Which angles are defined in the decay-angle passage below? List every one.

TEXT BLOCK:
....

We adopt the definitions of the angles from [15], that is, \(\theta _\ell \) is the angle between the \(\mu ^-\) and the B in the rest frame of the muon pair, \(\theta _\mathrm{K}\) is the angle between the kaon and the negative direction of flight of the B in the \(K\pi \)-rest frame and \(\phi \) is the angle between the normals to the planes spanned by the \(K\pi \) and \(\mu ^+\mu ^-\)pairs in the rest frame of the B. The angular coefficients \(J_i=J_i(q^2)\) can be expressed in terms of transversity amplitudes \(\mathcal {A}_i^{a}\), i.e., the transition amplitudes with specified polarisation of the final vector meson, \(i=\perp ,0,\parallel \) and the lepton pair, \(a=L, R\); see Appendix A. Neglecting the mass of the leptons the number of independent angular coefficients is eight [25]. The angular distribution for the CP-conjugate decay, \(d^4 \bar{\Gamma }\), can be obtained by replacing in J all angular coefficients \(J_{1,2,3,4,7} \rightarrow + \bar{J}_{1,2,3,4,7} \) and \(J_{5,6,8,9} \rightarrow - \bar{J}_{5,6,8,9}\), where \(\bar{J}_i\) equal \(J_i\) with the weak phases complex-conjugated [26].

....

INFORMATION PROVIDED:
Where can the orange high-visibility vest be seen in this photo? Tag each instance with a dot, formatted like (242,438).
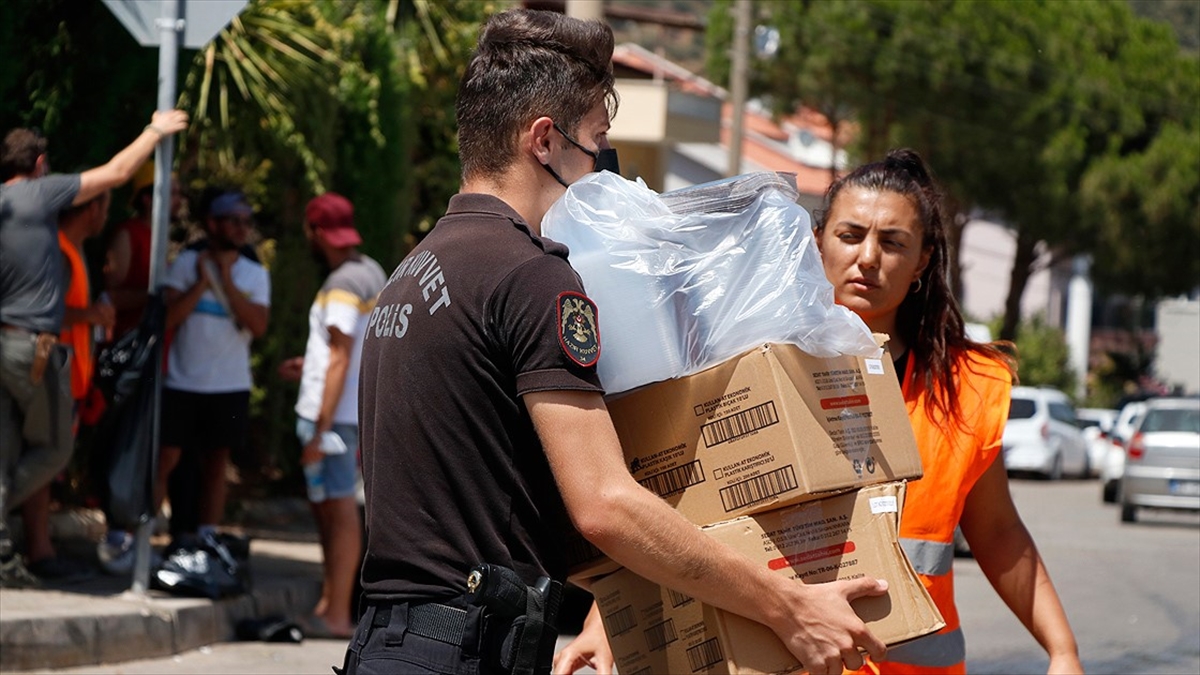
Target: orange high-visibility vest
(77,335)
(953,454)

....

RESPONSE BELOW: θ_ℓ, θ_K, φ